YOUR TASK:
Copy out every one of the records below, character for character, from the first line to the last.

MATERIAL TO PROCESS:
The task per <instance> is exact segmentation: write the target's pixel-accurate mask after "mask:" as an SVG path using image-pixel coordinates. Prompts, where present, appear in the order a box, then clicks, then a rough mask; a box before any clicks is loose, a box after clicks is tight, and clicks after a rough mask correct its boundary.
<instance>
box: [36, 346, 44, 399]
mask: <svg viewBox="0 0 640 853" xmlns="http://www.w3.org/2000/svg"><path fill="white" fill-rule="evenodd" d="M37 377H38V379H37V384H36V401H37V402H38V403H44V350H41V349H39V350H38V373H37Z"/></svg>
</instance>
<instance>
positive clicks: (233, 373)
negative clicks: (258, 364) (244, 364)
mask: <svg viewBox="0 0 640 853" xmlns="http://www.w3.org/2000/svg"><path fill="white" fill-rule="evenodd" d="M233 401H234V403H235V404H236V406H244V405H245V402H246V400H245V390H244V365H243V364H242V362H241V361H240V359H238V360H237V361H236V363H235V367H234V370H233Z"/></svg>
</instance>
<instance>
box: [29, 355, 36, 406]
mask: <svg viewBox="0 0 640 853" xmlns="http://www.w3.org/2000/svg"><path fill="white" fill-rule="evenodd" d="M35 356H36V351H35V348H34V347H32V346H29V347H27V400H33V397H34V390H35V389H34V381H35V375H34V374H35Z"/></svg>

EXPECTED ANSWER:
The task per <instance> is exact segmentation: write the target's pixel-accurate mask after "mask:" as an SVG path using image-pixel coordinates. Prompts, where present, appear in the order a box, then clicks, then a rough mask; a box before any clicks is loose, a box after clicks is tight, and clicks after a rough mask correct its boundary.
<instance>
box: [36, 346, 44, 399]
mask: <svg viewBox="0 0 640 853" xmlns="http://www.w3.org/2000/svg"><path fill="white" fill-rule="evenodd" d="M37 377H38V379H37V384H36V401H37V402H38V403H44V350H41V349H39V350H38V373H37Z"/></svg>
</instance>
<instance>
positive clicks: (233, 373)
negative clicks: (258, 364) (244, 364)
mask: <svg viewBox="0 0 640 853" xmlns="http://www.w3.org/2000/svg"><path fill="white" fill-rule="evenodd" d="M233 401H234V403H235V404H236V406H244V405H245V402H246V400H245V390H244V365H243V364H242V362H241V361H240V359H238V360H237V361H236V363H235V367H234V370H233Z"/></svg>
</instance>
<instance>
box: [29, 355, 36, 406]
mask: <svg viewBox="0 0 640 853" xmlns="http://www.w3.org/2000/svg"><path fill="white" fill-rule="evenodd" d="M35 356H36V351H35V348H34V347H32V346H29V347H27V400H33V397H34V390H35V389H34V381H35V375H34V374H35Z"/></svg>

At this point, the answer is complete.